[start of DATA PROVIDED]
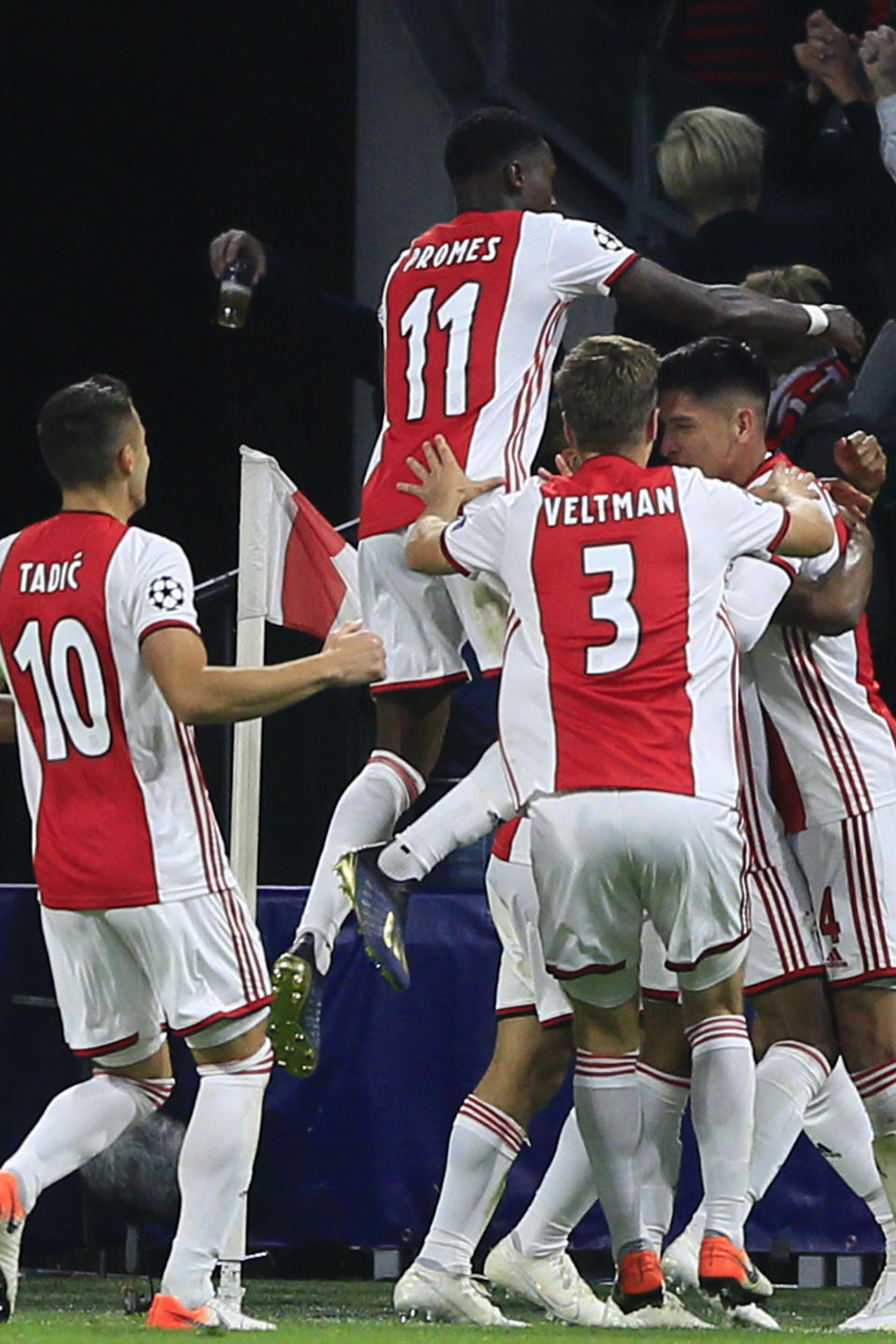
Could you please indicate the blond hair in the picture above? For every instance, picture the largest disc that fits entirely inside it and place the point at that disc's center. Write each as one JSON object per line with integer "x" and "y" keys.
{"x": 608, "y": 388}
{"x": 798, "y": 286}
{"x": 709, "y": 161}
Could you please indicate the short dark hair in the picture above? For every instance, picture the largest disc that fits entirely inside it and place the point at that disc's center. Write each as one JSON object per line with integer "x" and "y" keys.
{"x": 82, "y": 427}
{"x": 488, "y": 139}
{"x": 608, "y": 388}
{"x": 715, "y": 367}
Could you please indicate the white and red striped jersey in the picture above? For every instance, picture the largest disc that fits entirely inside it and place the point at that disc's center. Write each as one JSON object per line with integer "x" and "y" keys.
{"x": 832, "y": 738}
{"x": 117, "y": 799}
{"x": 621, "y": 665}
{"x": 471, "y": 315}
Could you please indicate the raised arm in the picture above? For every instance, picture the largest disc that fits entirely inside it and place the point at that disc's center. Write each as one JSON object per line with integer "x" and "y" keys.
{"x": 810, "y": 530}
{"x": 730, "y": 309}
{"x": 834, "y": 602}
{"x": 201, "y": 693}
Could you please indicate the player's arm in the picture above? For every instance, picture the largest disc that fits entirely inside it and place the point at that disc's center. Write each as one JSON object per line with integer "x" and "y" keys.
{"x": 810, "y": 530}
{"x": 443, "y": 488}
{"x": 201, "y": 693}
{"x": 730, "y": 309}
{"x": 834, "y": 602}
{"x": 7, "y": 720}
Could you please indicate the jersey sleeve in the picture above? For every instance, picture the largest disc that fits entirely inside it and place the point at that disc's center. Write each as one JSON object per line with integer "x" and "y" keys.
{"x": 476, "y": 540}
{"x": 584, "y": 259}
{"x": 745, "y": 523}
{"x": 754, "y": 590}
{"x": 161, "y": 589}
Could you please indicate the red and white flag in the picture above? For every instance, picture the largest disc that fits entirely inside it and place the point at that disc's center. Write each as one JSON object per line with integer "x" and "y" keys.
{"x": 300, "y": 571}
[end of DATA PROVIDED]
- **AIM OF THE TASK**: Copy out the records above word for word, from the line containing "Could you please indicate the raised" through the end of the records, both ends included.

- **ANSWER TO THE EXERCISE**:
Could you please indicate the raised arm in the picture above? For every instance, picture the largest disc that fits entirely inside it and place the point at that disc's center. Write each as one JSON object per line with integer "x" and "y" keys.
{"x": 810, "y": 530}
{"x": 730, "y": 309}
{"x": 834, "y": 602}
{"x": 201, "y": 693}
Could you please indicate the player's arm in the picture above? For every instance, picture the largest disc that fits entirely inside it and place the point at that disc's center. Write each as one JSON object per line with integer "x" and "y" keys.
{"x": 810, "y": 530}
{"x": 443, "y": 488}
{"x": 201, "y": 693}
{"x": 730, "y": 309}
{"x": 834, "y": 602}
{"x": 7, "y": 720}
Could you please indicate the jersey sleeve in the picture above? For every instance, picture the largest disc that fits entirely inside it and place the point at that disc's center. Write each as one JSON object per line with integer "x" and "y" keys.
{"x": 476, "y": 540}
{"x": 584, "y": 259}
{"x": 745, "y": 523}
{"x": 754, "y": 590}
{"x": 161, "y": 589}
Could you please indicate the red and white flag in the picture above? For every instance, picture the largest disc that fits entirely inside it and place the point at that disc's center. Write each as one JSON object per line with integer "x" and "y" keys.
{"x": 300, "y": 571}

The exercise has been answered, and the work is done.